# [Instrucción de trabajo 1]
Reproduce del texto sobre la crisis de la modernidad todo lo que va desde "Los primeros años" hasta "Pío X (1903-1914).".
# [Instrucción de trabajo 2]
Responde según el texto sobre la crisis de la modernidad:
(a) ¿En qué año se proclamó la República en Portugal?
(b) ¿En qué año se abrogó el Concordato en Francia?
(c) ¿Qué papa regía la Iglesia entre 1903 y 1914?

# [Texto para revisar]
================================

La crisis de la modernidad


Los primeros años del siglo XX, hasta el comienzo de la primera guerra mundial, se recordarán siempre como un período brillante y feliz de la historia europea, que vino a truncar el estallido de la más inútil y absurda de las contiendas bélicas. Pero aquel período, contemplado desde el punto de vista de la vida cristiana, no fue una época fácil y sin problemas causados por la hostilidad de los adversarios de fuera, u originados desde dentro de la propia Iglesia, una Iglesia regida durante este tiempo por el último de los papas que ha merecido el honor de los altares: San Pío X (1903-1914).

Durante aquellos años, la dinámica anticlerical se dejó sentir con particular intensidad en los países latinos del sur de Europa: aquellos, precisamente, que contaban con poblaciones de mayoritaria tradición católica. Portugal, tras la proclamación de la República (1910), expulsó a los religiosos del país, separó la Iglesia del Estado y confiscó los bienes eclesiásticos. En España resurgió el anticlericalismo. Pero fue Francia el escenario de la más violenta ofensiva contra la Iglesia.

Los gobiernos franceses de signo radical demostraron un laicismo militante, que provocó el enfrentamiento con la firme entereza de Pío X. Francia rompió las relaciones con la Santa Sede, se abrogó el Concordato (1905), los religiosos perdieron el derecho a enseñar y muchos fueron expulsados del país. Los bienes eclesiásticos fueron también confiscados, lo que significaba que la Iglesia francesa, por segunda vez en poco más de un siglo, era despojada de su patrimonio y privada a la vez de la ayuda estatal.

Sin embargo, los peligros más graves fueron de índole doctrinal y procedían del interior de la propia Iglesia, especialmente del llamado movimiento modernista.

================================

# [Datos extraídos]

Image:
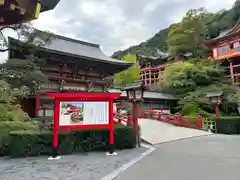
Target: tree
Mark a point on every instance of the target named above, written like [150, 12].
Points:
[130, 75]
[188, 35]
[24, 72]
[190, 81]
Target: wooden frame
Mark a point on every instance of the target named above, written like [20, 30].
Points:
[87, 97]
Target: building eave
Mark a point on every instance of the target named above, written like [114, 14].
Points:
[48, 4]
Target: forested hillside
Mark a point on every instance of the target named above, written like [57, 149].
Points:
[220, 21]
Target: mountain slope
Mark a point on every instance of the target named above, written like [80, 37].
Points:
[224, 19]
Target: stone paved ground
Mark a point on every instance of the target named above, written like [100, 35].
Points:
[93, 166]
[214, 157]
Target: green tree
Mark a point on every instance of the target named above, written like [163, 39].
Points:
[188, 36]
[190, 81]
[130, 75]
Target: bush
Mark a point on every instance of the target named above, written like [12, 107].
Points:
[11, 112]
[228, 125]
[7, 126]
[33, 143]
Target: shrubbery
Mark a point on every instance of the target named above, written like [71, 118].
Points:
[33, 143]
[228, 125]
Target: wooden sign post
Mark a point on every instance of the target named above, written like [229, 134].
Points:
[83, 111]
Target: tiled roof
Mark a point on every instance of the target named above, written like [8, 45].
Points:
[48, 4]
[227, 32]
[148, 95]
[80, 48]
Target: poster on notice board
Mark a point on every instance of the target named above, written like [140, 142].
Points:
[83, 113]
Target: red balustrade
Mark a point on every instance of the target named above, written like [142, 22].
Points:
[178, 120]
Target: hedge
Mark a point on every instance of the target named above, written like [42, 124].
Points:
[228, 125]
[34, 143]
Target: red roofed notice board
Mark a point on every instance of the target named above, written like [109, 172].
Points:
[83, 111]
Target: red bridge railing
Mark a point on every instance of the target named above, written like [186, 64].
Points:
[178, 120]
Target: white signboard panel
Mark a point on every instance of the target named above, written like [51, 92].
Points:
[83, 113]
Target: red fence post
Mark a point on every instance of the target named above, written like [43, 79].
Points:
[159, 115]
[199, 122]
[180, 118]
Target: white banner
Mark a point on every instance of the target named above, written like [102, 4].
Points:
[83, 113]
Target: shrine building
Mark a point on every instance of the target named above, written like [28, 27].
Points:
[226, 49]
[71, 66]
[21, 11]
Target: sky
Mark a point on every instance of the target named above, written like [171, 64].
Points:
[117, 24]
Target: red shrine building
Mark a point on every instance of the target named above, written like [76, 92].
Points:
[71, 66]
[151, 68]
[226, 49]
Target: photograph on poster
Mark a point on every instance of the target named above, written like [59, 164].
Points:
[83, 113]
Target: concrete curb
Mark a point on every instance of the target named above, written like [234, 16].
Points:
[180, 139]
[123, 168]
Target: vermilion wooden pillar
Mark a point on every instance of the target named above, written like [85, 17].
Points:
[217, 111]
[231, 71]
[111, 130]
[37, 103]
[135, 122]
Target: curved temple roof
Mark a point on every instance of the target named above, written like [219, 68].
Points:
[226, 33]
[81, 49]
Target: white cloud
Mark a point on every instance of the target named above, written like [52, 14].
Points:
[118, 24]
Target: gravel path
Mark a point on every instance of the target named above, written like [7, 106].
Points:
[214, 157]
[93, 166]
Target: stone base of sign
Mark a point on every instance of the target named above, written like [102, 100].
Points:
[111, 154]
[55, 158]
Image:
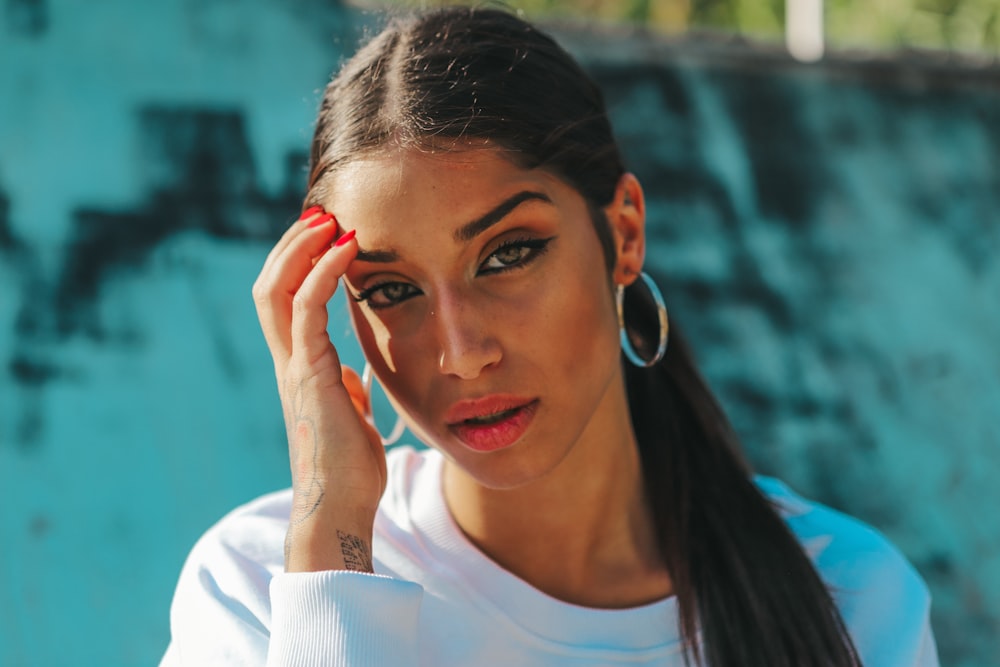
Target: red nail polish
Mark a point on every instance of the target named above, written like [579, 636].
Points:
[309, 212]
[345, 238]
[321, 220]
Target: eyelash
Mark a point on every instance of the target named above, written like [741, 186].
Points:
[535, 248]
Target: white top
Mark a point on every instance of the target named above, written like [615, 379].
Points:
[436, 600]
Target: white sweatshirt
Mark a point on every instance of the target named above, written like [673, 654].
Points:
[436, 600]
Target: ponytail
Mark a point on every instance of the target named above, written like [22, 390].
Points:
[742, 580]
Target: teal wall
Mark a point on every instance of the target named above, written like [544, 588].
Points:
[827, 236]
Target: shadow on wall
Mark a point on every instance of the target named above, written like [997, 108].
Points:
[826, 235]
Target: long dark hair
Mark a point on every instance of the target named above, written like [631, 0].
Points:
[741, 578]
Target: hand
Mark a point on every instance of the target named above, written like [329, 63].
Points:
[337, 459]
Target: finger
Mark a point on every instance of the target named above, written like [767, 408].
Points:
[307, 218]
[356, 389]
[309, 318]
[278, 283]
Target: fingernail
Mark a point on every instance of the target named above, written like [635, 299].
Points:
[345, 238]
[309, 212]
[321, 220]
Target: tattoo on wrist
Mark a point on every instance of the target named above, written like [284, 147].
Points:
[303, 441]
[356, 552]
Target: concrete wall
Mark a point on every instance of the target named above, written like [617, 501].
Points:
[827, 236]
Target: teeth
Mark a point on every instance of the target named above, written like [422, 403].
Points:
[491, 419]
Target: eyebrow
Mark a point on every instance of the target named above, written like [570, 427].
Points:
[468, 231]
[471, 230]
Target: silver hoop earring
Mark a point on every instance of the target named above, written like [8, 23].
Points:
[661, 313]
[367, 377]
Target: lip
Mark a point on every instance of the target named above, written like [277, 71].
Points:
[491, 436]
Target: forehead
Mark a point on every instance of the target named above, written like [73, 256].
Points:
[400, 182]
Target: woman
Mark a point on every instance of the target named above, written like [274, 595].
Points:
[576, 507]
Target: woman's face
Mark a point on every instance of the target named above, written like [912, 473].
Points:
[481, 299]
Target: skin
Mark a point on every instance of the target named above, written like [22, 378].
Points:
[456, 317]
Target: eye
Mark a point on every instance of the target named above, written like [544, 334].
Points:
[514, 254]
[384, 295]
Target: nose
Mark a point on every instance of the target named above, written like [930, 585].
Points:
[467, 346]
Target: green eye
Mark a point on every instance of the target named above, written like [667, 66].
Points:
[514, 254]
[385, 295]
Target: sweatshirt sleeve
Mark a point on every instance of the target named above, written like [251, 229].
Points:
[235, 605]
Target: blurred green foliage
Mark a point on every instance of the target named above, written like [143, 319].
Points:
[968, 26]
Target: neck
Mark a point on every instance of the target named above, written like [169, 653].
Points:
[583, 533]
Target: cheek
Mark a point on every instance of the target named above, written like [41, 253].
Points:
[374, 338]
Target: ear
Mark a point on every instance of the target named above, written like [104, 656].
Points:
[626, 216]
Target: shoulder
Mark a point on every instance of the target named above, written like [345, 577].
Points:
[882, 598]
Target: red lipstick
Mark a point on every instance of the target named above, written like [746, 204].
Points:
[492, 422]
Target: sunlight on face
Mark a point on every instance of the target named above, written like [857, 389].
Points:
[481, 299]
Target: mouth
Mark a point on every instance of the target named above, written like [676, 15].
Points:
[486, 425]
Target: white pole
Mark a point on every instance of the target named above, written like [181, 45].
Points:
[804, 29]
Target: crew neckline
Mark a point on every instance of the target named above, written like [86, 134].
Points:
[648, 628]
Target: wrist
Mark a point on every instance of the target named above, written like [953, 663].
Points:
[321, 542]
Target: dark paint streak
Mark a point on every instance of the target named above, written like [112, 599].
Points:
[199, 175]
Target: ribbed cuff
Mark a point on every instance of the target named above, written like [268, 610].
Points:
[343, 619]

================================

# [Respuesta 1]
Los primeros años del siglo XX, hasta el comienzo de la primera guerra mundial, se recordarán siempre como un período brillante y feliz de la historia europea, que vino a truncar el estallido de la más inútil y absurda de las contiendas bélicas. Pero aquel período, contemplado desde el punto de vista de la vida cristiana, no fue una época fácil y sin problemas causados por la hostilidad de los adversarios de fuera, u originados desde dentro de la propia Iglesia, una Iglesia regida durante este tiempo por el último de los papas que ha merecido el honor de los altares: San Pío X (1903-1914).

# [Respuesta 2]
(a) En 1910.
(b) En 1905.
(c) San Pío X.